**EXCERPT PROVIDED**
━━━━━━

Please mark as "Solved"


----------



## xibo (Nov 23, 2012)

You can also use the inofficial video drivers developed by konsta (see this thread) which are probably 20-50 times faster then VESA and will be in the upcoming 9.1 release.


----------



## chapatt (Nov 24, 2012)

Ah! I saw that thread earlier but didn't read into it. Now I understand that xf86-video-intel uses VESA (where as in Linux, it doesn't, though it will fall back to VESA if the intel driver doesn't work).

I will definitely try that! Thanks!


----------



## EW1 (Jan 1, 2013)

chapatt,

You may want to investigate using "metamodes" to tie the outputs from the video card to the monitors, rather than (or even in addition to) a Virtual line in the conf file.

They would allow you to set multiple modes for the monitors in whatever combinations that you need each one to be at for a particular task.


----------



## wblock@ (Jan 1, 2013)

chapatt said:
			
		

> Ah! I saw that thread earlier but didn't read into it. Now I understand that xf86-video-intel uses VESA (where as in Linux, it doesn't, though it will fall back to VESA if the intel driver doesn't work).



No, it's the same as Linux.  If the kernel does not support KMS, X falls back to using vesa.


----------

━━━━━━

**OBJECTIVE**
According to the forum thread, how much faster than VESA are the unofficial video drivers developed by konsta probably?

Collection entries

━━━━━━

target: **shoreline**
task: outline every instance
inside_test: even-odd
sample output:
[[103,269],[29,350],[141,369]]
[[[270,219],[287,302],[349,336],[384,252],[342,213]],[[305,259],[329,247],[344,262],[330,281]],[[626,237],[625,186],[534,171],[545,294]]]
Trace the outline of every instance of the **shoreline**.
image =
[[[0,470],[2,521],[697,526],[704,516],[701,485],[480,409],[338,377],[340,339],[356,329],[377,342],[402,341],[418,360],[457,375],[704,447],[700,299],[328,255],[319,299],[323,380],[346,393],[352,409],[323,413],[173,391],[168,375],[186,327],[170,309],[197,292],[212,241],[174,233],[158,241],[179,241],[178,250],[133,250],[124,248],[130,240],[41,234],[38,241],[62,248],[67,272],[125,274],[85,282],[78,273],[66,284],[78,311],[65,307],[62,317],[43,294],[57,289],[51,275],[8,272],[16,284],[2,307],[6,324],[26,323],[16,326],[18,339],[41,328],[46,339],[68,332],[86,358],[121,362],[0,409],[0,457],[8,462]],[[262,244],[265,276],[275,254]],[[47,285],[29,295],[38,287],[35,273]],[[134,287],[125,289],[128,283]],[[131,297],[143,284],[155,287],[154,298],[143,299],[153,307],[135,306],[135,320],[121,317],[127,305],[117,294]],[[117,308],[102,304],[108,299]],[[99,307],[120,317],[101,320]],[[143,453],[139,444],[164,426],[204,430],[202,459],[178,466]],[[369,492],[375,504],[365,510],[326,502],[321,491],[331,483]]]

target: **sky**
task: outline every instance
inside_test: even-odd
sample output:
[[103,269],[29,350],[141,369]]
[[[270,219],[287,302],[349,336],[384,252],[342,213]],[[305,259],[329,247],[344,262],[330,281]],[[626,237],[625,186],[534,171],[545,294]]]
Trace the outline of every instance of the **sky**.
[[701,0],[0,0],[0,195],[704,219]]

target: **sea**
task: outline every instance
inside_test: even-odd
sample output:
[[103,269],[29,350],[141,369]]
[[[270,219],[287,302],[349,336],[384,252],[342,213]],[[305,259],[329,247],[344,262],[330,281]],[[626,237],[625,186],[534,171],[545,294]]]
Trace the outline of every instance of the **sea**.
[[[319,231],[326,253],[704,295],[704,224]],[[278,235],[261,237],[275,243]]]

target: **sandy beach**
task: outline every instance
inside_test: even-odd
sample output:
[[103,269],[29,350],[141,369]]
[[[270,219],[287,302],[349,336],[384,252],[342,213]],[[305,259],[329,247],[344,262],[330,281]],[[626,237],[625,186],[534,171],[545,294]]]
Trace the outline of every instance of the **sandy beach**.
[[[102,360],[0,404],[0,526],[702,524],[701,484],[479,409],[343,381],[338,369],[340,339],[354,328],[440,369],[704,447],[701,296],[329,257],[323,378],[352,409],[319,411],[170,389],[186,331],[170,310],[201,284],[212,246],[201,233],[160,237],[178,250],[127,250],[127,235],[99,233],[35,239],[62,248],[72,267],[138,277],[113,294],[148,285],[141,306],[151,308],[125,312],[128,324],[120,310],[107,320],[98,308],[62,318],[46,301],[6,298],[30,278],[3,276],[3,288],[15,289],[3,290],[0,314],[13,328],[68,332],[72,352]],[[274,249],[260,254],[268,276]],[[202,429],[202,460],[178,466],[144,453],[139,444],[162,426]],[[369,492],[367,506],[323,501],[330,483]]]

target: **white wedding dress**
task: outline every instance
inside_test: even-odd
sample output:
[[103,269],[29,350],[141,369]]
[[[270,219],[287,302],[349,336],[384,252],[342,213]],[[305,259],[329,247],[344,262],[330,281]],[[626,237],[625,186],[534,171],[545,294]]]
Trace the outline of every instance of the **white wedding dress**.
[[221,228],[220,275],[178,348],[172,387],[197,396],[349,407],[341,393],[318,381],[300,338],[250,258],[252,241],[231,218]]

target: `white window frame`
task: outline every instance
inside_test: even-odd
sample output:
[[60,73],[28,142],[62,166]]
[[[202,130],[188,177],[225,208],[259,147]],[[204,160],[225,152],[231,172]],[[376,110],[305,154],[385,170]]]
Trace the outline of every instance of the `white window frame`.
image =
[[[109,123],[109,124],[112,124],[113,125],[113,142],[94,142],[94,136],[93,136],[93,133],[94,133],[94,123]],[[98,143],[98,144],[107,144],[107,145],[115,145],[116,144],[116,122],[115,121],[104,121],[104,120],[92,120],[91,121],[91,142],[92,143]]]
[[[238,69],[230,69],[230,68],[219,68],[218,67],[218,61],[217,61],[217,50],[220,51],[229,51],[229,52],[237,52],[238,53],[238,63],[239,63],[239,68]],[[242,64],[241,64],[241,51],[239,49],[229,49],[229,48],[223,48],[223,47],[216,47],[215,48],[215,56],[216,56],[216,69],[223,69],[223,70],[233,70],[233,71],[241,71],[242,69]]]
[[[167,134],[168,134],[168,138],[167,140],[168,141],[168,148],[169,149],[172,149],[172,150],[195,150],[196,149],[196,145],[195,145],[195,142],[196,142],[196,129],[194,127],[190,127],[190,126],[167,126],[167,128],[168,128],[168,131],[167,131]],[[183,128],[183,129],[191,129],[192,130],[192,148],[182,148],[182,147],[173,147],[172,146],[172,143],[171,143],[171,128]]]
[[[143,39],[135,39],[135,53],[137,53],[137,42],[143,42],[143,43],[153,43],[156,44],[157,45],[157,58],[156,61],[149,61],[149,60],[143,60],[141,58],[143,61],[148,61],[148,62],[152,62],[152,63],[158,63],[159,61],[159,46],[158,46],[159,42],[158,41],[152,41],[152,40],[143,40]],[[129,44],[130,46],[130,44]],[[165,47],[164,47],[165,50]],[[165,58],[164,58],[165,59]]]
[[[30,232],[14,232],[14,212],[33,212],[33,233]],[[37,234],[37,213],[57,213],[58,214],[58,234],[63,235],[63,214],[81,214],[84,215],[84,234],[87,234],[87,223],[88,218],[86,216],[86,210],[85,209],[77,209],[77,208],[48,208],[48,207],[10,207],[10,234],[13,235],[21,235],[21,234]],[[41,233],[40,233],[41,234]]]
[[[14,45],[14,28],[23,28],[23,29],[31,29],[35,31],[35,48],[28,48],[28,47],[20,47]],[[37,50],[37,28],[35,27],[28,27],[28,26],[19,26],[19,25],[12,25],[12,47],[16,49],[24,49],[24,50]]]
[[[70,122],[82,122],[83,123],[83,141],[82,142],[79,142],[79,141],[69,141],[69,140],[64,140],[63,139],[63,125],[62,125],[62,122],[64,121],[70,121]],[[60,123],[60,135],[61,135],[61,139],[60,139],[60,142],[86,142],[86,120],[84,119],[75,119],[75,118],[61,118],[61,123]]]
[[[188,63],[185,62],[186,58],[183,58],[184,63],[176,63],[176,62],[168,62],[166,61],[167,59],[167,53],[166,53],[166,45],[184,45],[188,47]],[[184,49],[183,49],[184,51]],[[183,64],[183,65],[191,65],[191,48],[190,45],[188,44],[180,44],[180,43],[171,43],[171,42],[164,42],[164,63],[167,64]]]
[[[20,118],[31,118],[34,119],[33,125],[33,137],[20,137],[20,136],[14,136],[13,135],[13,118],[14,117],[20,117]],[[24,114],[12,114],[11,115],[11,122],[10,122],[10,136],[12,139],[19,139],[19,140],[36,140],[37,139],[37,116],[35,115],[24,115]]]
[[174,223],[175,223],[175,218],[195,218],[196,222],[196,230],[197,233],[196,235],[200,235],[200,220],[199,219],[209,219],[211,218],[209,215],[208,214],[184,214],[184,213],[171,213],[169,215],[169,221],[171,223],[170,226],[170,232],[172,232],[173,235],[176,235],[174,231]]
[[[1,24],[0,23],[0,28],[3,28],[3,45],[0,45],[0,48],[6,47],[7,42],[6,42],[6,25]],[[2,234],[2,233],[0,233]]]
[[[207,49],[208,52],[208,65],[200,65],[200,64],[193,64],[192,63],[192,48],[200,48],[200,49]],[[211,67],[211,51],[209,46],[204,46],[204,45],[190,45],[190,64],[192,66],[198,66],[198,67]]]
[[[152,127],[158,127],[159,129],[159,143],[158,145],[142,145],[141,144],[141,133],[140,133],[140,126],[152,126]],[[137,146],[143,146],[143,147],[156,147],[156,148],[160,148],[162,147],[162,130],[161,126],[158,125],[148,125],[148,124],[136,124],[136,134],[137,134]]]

━━━━━━

**SOLUTION FOR THIS PROBLEM**
They are probably 20 to 50 times faster than VESA.